**WHAT THE TASK REQUIRES:**
Write out every one of the entries below again, word for word, without changing a single character.

**MATERIAL FOR THIS EXERCISE:**
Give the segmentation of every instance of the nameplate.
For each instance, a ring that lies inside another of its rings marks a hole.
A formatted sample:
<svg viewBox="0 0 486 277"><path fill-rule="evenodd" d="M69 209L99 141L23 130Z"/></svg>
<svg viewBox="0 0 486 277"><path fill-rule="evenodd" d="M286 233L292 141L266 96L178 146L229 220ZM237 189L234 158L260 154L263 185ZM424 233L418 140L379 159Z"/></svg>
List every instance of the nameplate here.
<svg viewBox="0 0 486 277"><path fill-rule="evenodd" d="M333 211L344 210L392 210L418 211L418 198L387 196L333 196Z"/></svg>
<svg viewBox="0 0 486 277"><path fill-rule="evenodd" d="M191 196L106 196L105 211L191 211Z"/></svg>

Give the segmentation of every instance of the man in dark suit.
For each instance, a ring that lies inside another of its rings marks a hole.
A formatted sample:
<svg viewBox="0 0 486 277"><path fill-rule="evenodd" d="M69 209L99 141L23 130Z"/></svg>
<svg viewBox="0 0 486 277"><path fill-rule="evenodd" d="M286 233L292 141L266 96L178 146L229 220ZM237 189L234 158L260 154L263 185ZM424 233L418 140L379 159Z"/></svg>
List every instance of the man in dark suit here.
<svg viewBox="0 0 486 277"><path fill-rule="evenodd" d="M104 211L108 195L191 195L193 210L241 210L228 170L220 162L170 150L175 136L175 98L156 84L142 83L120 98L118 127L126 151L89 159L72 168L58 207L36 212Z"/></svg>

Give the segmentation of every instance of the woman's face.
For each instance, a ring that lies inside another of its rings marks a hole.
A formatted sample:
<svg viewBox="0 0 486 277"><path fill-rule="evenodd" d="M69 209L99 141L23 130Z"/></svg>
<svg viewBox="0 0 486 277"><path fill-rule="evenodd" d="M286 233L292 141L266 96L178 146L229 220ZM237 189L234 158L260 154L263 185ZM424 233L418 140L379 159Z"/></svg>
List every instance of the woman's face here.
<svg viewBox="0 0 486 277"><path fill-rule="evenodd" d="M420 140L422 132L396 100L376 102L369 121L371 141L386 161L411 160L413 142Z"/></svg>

**ANSWER TO THE PROBLEM:**
Give the segmentation of every instance of the nameplate.
For each instance, a ring that lies inside another of its rings marks a hole.
A formatted sample:
<svg viewBox="0 0 486 277"><path fill-rule="evenodd" d="M69 209L99 141L23 130Z"/></svg>
<svg viewBox="0 0 486 277"><path fill-rule="evenodd" d="M286 233L292 141L266 96L178 146L229 220ZM237 189L234 158L260 154L263 185ZM424 233L418 140L379 159Z"/></svg>
List every instance of the nameplate here.
<svg viewBox="0 0 486 277"><path fill-rule="evenodd" d="M333 211L344 210L392 210L418 211L418 198L387 196L333 196Z"/></svg>
<svg viewBox="0 0 486 277"><path fill-rule="evenodd" d="M191 196L106 196L105 211L191 211Z"/></svg>

Give the segmentation of every instance of the man in dark suit.
For each instance, a ring that lies inside another of its rings marks a hole.
A formatted sample:
<svg viewBox="0 0 486 277"><path fill-rule="evenodd" d="M69 209L99 141L23 130Z"/></svg>
<svg viewBox="0 0 486 277"><path fill-rule="evenodd" d="M286 233L292 141L266 96L178 146L229 220ZM237 189L234 158L260 154L263 185ZM424 233L418 140L379 159Z"/></svg>
List every instance of the man in dark suit here.
<svg viewBox="0 0 486 277"><path fill-rule="evenodd" d="M104 211L108 195L191 195L193 210L241 210L228 170L220 162L170 150L175 136L175 98L156 84L142 83L120 98L118 127L126 151L89 159L72 168L58 207L36 212Z"/></svg>

Give the segmentation of every instance of the woman's face.
For each instance, a ring that lies inside another of its rings marks a hole.
A formatted sample:
<svg viewBox="0 0 486 277"><path fill-rule="evenodd" d="M69 209L99 141L23 130Z"/></svg>
<svg viewBox="0 0 486 277"><path fill-rule="evenodd" d="M286 233L292 141L266 96L178 146L229 220ZM237 189L234 158L260 154L263 185ZM424 233L418 140L379 159Z"/></svg>
List every instance of the woman's face here.
<svg viewBox="0 0 486 277"><path fill-rule="evenodd" d="M420 140L422 132L396 100L376 102L369 121L371 141L386 161L411 160L413 142Z"/></svg>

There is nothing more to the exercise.